** EXERCISE OBJECTIVE **
Copy every record word for word.

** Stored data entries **
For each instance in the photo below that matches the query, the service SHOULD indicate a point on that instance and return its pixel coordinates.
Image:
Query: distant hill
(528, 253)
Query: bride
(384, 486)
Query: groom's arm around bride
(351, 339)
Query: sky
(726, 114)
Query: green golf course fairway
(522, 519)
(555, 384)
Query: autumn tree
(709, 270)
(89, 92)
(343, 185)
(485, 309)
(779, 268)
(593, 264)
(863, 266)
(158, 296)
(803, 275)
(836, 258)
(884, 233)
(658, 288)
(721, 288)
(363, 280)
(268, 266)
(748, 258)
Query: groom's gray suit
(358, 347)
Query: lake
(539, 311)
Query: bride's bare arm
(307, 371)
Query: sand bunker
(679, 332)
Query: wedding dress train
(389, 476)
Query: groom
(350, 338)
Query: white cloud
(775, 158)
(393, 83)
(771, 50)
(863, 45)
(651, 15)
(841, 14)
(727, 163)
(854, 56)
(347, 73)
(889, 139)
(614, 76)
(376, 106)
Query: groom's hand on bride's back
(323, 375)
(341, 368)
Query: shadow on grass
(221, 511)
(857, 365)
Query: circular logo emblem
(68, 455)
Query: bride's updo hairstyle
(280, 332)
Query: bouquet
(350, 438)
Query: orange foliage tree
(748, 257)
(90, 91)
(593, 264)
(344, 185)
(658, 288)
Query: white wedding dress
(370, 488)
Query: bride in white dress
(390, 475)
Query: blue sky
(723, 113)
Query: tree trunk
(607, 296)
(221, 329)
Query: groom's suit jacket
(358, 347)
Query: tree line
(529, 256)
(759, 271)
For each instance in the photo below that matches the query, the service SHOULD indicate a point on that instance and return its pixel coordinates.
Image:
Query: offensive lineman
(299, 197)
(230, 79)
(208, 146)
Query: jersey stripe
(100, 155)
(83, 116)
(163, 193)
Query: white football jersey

** WORKED SOLUTION **
For each instance in the photo below that matches the query, the service SHOULD indicate a point on that instance and return its pixel coordinates.
Image:
Query: distant hill
(528, 253)
Query: bride
(384, 486)
Query: groom's arm around bride
(351, 339)
Query: sky
(726, 114)
Query: green golf course fairway
(522, 519)
(555, 384)
Query: autumn tree
(709, 270)
(89, 92)
(343, 185)
(485, 309)
(779, 268)
(593, 264)
(863, 266)
(158, 296)
(803, 275)
(836, 258)
(884, 233)
(658, 288)
(721, 288)
(363, 280)
(268, 266)
(748, 258)
Query: groom's gray suit
(358, 347)
Query: lake
(539, 311)
Query: bride's bare arm
(307, 371)
Query: sand bunker
(679, 332)
Query: wedding dress train
(389, 476)
Query: groom
(350, 338)
Query: white cloud
(775, 158)
(393, 83)
(771, 50)
(863, 45)
(651, 15)
(841, 14)
(727, 163)
(854, 56)
(347, 73)
(889, 139)
(614, 76)
(376, 106)
Query: groom's hand on bride's back
(323, 375)
(341, 368)
Query: shadow on grass
(221, 511)
(857, 365)
Query: circular logo emblem
(68, 455)
Query: bride's updo hairstyle
(280, 332)
Query: bouquet
(350, 438)
Query: orange foliage tree
(748, 257)
(90, 91)
(593, 264)
(344, 185)
(658, 288)
Query: white wedding dress
(370, 488)
Query: bride in white dress
(390, 475)
Query: blue sky
(723, 113)
Query: tree trunk
(607, 296)
(221, 329)
Query: groom's suit jacket
(358, 347)
Query: tree line
(529, 256)
(759, 271)
For each instance in the photo below that matches the query, the service SHOULD indicate a point on that instance and return its pixel coordinates.
Image:
Query: offensive lineman
(299, 197)
(230, 79)
(208, 146)
Query: jersey stripe
(100, 155)
(83, 116)
(163, 193)
Query: white football jersey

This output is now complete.